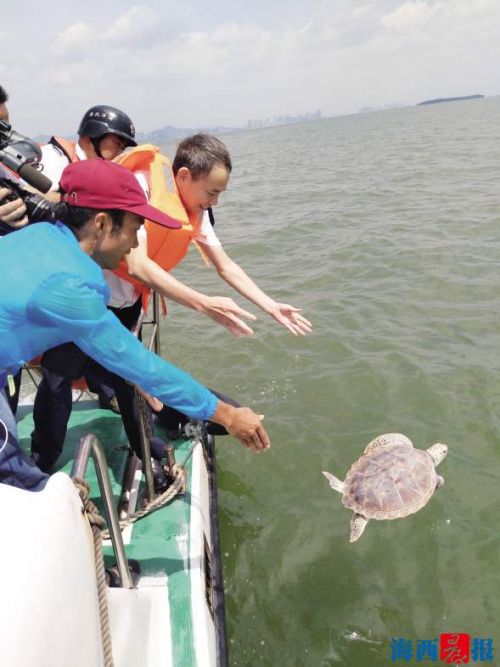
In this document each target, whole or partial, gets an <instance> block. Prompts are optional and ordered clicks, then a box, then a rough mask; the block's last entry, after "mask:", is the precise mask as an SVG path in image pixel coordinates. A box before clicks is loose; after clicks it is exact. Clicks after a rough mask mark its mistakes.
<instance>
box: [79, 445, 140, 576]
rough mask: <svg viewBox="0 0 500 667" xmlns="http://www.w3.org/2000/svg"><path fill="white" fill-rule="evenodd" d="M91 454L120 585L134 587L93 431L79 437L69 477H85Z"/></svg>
mask: <svg viewBox="0 0 500 667" xmlns="http://www.w3.org/2000/svg"><path fill="white" fill-rule="evenodd" d="M91 456H92V459H93V461H94V466H95V471H96V475H97V482H98V484H99V491H100V493H101V498H102V501H103V504H104V513H105V515H106V521H107V522H108V528H109V535H110V538H111V544H112V545H113V550H114V552H115V557H116V565H117V568H118V574H119V576H120V582H121V587H122V588H134V584H133V582H132V576H131V574H130V570H129V566H128V561H127V556H126V554H125V547H124V544H123V539H122V534H121V530H120V523H119V520H118V513H117V510H116V506H115V502H114V497H113V491H112V489H111V482H110V479H109V473H108V464H107V461H106V456H105V455H104V450H103V448H102V446H101V443H100V442H99V440H98V439H97V438H96V436H95V435H94V434H93V433H87V434H86V435H84V436H83V437H82V438H80V442H79V443H78V446H77V449H76V453H75V459H74V462H73V468H72V470H71V477H72V478H74V477H79V478H81V479H83V478H84V477H85V471H86V470H87V465H88V462H89V458H90V457H91Z"/></svg>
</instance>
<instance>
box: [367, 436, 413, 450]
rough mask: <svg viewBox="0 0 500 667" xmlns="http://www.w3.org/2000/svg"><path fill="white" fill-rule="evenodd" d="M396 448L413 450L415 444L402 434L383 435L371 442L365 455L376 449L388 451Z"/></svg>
mask: <svg viewBox="0 0 500 667" xmlns="http://www.w3.org/2000/svg"><path fill="white" fill-rule="evenodd" d="M396 446H399V447H401V446H403V447H411V448H413V443H412V441H411V440H410V439H409V438H407V437H406V435H403V434H402V433H383V434H382V435H379V436H377V437H376V438H374V439H373V440H370V442H369V443H368V444H367V445H366V447H365V454H368V452H371V451H373V450H374V449H382V448H386V449H388V448H391V447H396Z"/></svg>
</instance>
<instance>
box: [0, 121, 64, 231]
mask: <svg viewBox="0 0 500 667" xmlns="http://www.w3.org/2000/svg"><path fill="white" fill-rule="evenodd" d="M41 159H42V151H41V149H40V146H38V144H37V143H35V142H34V141H32V140H31V139H28V137H25V136H23V135H22V134H19V133H18V132H14V130H13V129H12V127H11V126H10V125H9V124H8V123H6V122H5V121H3V120H0V163H2V164H3V165H5V166H6V167H7V168H8V169H10V170H11V171H12V172H14V173H15V174H18V175H19V177H20V178H22V179H23V180H24V181H25V182H26V183H27V184H28V185H31V186H32V187H33V188H36V189H37V190H39V191H40V192H48V191H49V190H50V187H51V185H52V182H51V181H50V179H48V178H47V177H46V176H44V175H43V174H42V173H41V172H40V160H41ZM0 187H2V188H8V189H9V190H10V194H8V195H7V196H6V197H4V198H3V199H2V200H1V202H0V204H4V203H6V202H8V201H13V200H14V199H17V198H18V197H19V198H21V199H22V200H23V202H24V204H25V206H26V211H27V214H28V220H29V222H41V221H44V220H45V221H49V222H50V221H52V220H53V219H54V216H53V210H52V204H51V203H50V202H48V201H47V200H46V199H45V198H44V197H42V196H41V195H39V194H36V193H34V192H31V191H30V190H27V189H26V188H24V187H23V186H22V184H21V183H17V182H16V181H15V180H14V178H10V176H9V175H8V172H7V176H6V177H5V178H1V177H0ZM11 231H13V228H12V227H10V226H9V225H7V224H6V223H3V222H0V235H3V234H7V233H9V232H11Z"/></svg>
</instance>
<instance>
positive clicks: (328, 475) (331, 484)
mask: <svg viewBox="0 0 500 667" xmlns="http://www.w3.org/2000/svg"><path fill="white" fill-rule="evenodd" d="M321 472H322V473H323V475H324V476H325V477H326V479H327V480H328V481H329V482H330V486H331V487H332V489H334V490H335V491H338V492H339V493H344V482H341V481H340V479H337V478H336V477H335V475H332V474H331V473H330V472H326V470H322V471H321Z"/></svg>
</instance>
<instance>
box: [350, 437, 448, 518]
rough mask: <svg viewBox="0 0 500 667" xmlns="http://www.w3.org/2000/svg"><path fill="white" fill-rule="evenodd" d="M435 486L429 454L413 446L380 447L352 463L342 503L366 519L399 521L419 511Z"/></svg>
mask: <svg viewBox="0 0 500 667" xmlns="http://www.w3.org/2000/svg"><path fill="white" fill-rule="evenodd" d="M436 484H437V474H436V471H435V468H434V462H433V460H432V458H431V456H430V454H428V453H427V452H425V451H423V450H421V449H414V448H413V447H404V446H398V445H396V446H394V447H388V448H386V447H383V448H380V449H374V450H372V451H369V452H367V453H366V454H363V456H361V457H360V458H359V459H358V460H357V461H355V463H353V465H352V467H351V469H350V470H349V472H348V473H347V477H346V479H345V482H344V494H343V497H342V502H343V504H344V505H345V507H347V508H349V509H352V510H354V511H355V512H357V513H358V514H361V515H363V516H364V517H366V518H367V519H399V518H400V517H403V516H408V514H413V513H414V512H417V511H418V510H419V509H421V508H422V507H423V506H424V505H425V504H426V503H427V502H428V501H429V500H430V498H431V496H432V494H433V493H434V491H435V489H436Z"/></svg>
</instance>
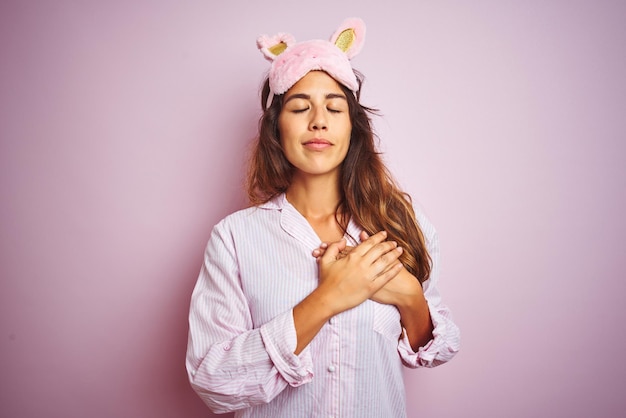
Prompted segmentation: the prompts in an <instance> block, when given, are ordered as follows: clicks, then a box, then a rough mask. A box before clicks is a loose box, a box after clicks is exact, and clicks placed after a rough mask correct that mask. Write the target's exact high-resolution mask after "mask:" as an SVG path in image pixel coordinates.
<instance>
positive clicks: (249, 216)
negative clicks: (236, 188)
mask: <svg viewBox="0 0 626 418" xmlns="http://www.w3.org/2000/svg"><path fill="white" fill-rule="evenodd" d="M281 198H282V195H281V196H279V197H277V198H274V199H272V200H269V201H267V202H265V203H262V204H260V205H257V206H250V207H248V208H245V209H240V210H238V211H236V212H233V213H231V214H229V215H227V216H226V217H224V218H223V219H222V220H221V221H219V222H218V223H217V224H216V225H215V228H217V229H227V230H231V229H237V228H250V227H254V226H256V225H258V224H259V223H260V222H263V220H264V219H267V218H271V217H273V216H275V215H276V214H278V213H279V212H280V210H281V209H282V199H281Z"/></svg>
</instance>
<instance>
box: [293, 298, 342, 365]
mask: <svg viewBox="0 0 626 418" xmlns="http://www.w3.org/2000/svg"><path fill="white" fill-rule="evenodd" d="M333 315H334V314H333V311H332V309H331V308H330V307H329V305H328V303H326V302H325V299H324V297H323V296H322V295H321V294H320V292H319V291H314V292H313V293H311V294H310V295H309V296H307V297H306V298H304V300H302V302H300V303H299V304H297V305H296V306H295V307H294V308H293V323H294V326H295V328H296V336H297V339H298V340H297V344H296V349H295V351H294V354H296V355H298V354H300V353H301V352H302V350H304V348H305V347H306V346H307V345H309V343H310V342H311V341H312V340H313V338H315V336H316V335H317V334H318V333H319V331H320V330H321V329H322V327H323V326H324V324H325V323H326V322H327V321H328V320H329V319H330V318H331V317H332V316H333Z"/></svg>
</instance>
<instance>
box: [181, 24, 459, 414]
mask: <svg viewBox="0 0 626 418" xmlns="http://www.w3.org/2000/svg"><path fill="white" fill-rule="evenodd" d="M364 33H365V28H364V25H363V22H362V21H361V20H359V19H348V20H346V21H345V22H344V23H343V24H342V25H341V26H340V28H339V29H338V30H337V31H336V32H335V33H334V34H333V36H332V37H331V41H330V42H327V41H321V40H314V41H307V42H301V43H295V41H294V39H293V37H291V35H286V34H280V35H277V36H275V37H271V38H270V37H261V38H259V40H258V42H257V43H258V46H259V48H260V49H261V51H262V52H263V54H264V55H265V56H266V58H268V59H269V60H270V61H272V66H271V68H270V73H269V77H268V80H267V81H266V83H265V86H264V89H263V93H262V104H263V106H264V114H263V116H262V118H261V123H260V129H259V137H258V141H257V143H256V148H255V151H254V154H253V156H252V159H251V165H250V171H249V184H248V193H249V196H250V200H251V202H252V204H253V206H252V207H250V208H248V209H245V210H242V211H239V212H236V213H234V214H232V215H230V216H228V217H226V218H225V219H223V220H222V221H221V222H220V223H218V224H217V225H216V226H215V227H214V229H213V231H212V233H211V237H210V239H209V243H208V245H207V248H206V251H205V257H204V264H203V266H202V269H201V272H200V276H199V278H198V282H197V284H196V287H195V289H194V291H193V294H192V300H191V309H190V319H189V320H190V332H189V343H188V351H187V370H188V374H189V379H190V382H191V385H192V387H193V388H194V389H195V390H196V392H197V393H198V395H199V396H200V397H201V398H202V399H203V400H204V401H205V402H206V404H207V405H208V406H209V407H210V408H211V409H212V410H213V411H214V412H217V413H223V412H229V411H237V412H236V416H238V417H239V416H241V417H290V418H293V417H309V416H313V417H317V416H324V417H376V418H379V417H403V416H406V411H405V391H404V386H403V378H402V364H404V365H405V366H408V367H411V368H417V367H420V366H424V367H433V366H436V365H438V364H441V363H444V362H446V361H448V360H450V359H451V358H452V357H453V356H454V355H455V353H456V352H457V351H458V348H459V331H458V328H457V327H456V325H455V324H454V323H453V322H452V320H451V318H450V315H449V310H448V309H447V307H446V306H445V305H443V304H442V303H441V298H440V296H439V293H438V291H437V288H436V282H437V269H438V265H437V262H438V246H437V238H436V234H435V230H434V228H433V227H432V225H431V224H430V223H429V222H428V221H427V219H426V218H425V217H424V215H423V214H422V213H421V212H420V211H416V210H414V209H413V207H412V206H411V202H410V199H409V197H408V196H407V195H406V194H404V193H403V192H402V191H400V190H399V189H398V187H397V186H396V185H395V184H394V182H393V181H392V178H391V176H390V175H389V173H388V172H387V170H386V168H385V167H384V165H383V163H382V161H381V159H380V156H379V154H378V153H377V151H376V148H375V145H374V135H373V132H372V129H371V125H370V119H369V117H368V113H367V111H368V109H367V108H365V107H364V106H362V105H361V104H360V103H359V101H358V97H359V93H360V86H361V80H360V79H359V78H358V77H357V75H356V73H355V71H354V70H353V69H352V67H351V65H350V61H349V59H350V58H352V57H353V56H354V55H355V54H356V53H358V52H359V50H360V48H361V47H362V44H363V39H364V38H363V37H364Z"/></svg>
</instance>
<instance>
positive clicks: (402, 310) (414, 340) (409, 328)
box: [394, 270, 434, 351]
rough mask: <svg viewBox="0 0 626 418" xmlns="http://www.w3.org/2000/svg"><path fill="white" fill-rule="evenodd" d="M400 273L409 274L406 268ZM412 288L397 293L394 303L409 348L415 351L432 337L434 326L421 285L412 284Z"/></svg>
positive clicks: (416, 350) (429, 310)
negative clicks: (405, 331) (406, 293)
mask: <svg viewBox="0 0 626 418" xmlns="http://www.w3.org/2000/svg"><path fill="white" fill-rule="evenodd" d="M400 274H401V275H404V274H408V275H410V273H409V272H408V271H407V270H403V271H402V272H401V273H400ZM410 276H411V277H410V279H411V280H412V281H415V282H416V281H417V279H416V278H415V277H414V276H412V275H410ZM415 282H413V283H415ZM412 289H413V290H412V291H411V292H409V293H407V294H403V295H397V297H398V300H397V301H396V303H394V304H395V305H396V307H397V308H398V311H399V312H400V321H401V322H402V326H403V327H404V329H405V330H406V333H407V337H408V338H409V342H410V343H411V348H412V349H413V351H417V350H418V349H419V348H420V347H423V346H424V345H426V344H427V343H428V342H429V341H430V340H431V339H432V338H433V328H434V327H433V323H432V320H431V318H430V309H429V308H428V303H427V302H426V298H425V297H424V293H423V291H422V287H421V286H419V284H417V285H416V286H412Z"/></svg>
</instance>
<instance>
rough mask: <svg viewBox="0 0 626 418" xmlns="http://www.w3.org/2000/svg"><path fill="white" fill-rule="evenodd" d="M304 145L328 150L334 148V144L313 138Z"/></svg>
mask: <svg viewBox="0 0 626 418" xmlns="http://www.w3.org/2000/svg"><path fill="white" fill-rule="evenodd" d="M303 145H304V146H305V147H308V148H326V147H330V146H332V145H333V144H332V143H331V142H330V141H328V140H326V139H323V138H313V139H310V140H308V141H306V142H305V143H304V144H303Z"/></svg>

★ ★ ★ ★ ★ ★ ★

> **ASSIGNED TASK**: Each line of the data that holds "block" should be reported.

> **YOUR SOLUTION**:
In this document each target, whole or partial, gets an <instance> block. Prompts are optional and ordered clicks, then a box, then a rough mask; the block's last entry, after "mask:", is the precise mask as an SVG path in image pixel coordinates. A box before clicks is loose; after clicks it is exact. Clicks after a rough mask mark its mistakes.
Prompted segmentation: the prompts in an <instance> block, when given, are ordered as follows: clicks, then a box, then a rough mask. A box before clicks is a loose box, a box after clicks is exact, and clicks placed after a rough mask correct that mask. Write the target's exact high-resolution mask after "mask:" as an SVG path in image pixel coordinates.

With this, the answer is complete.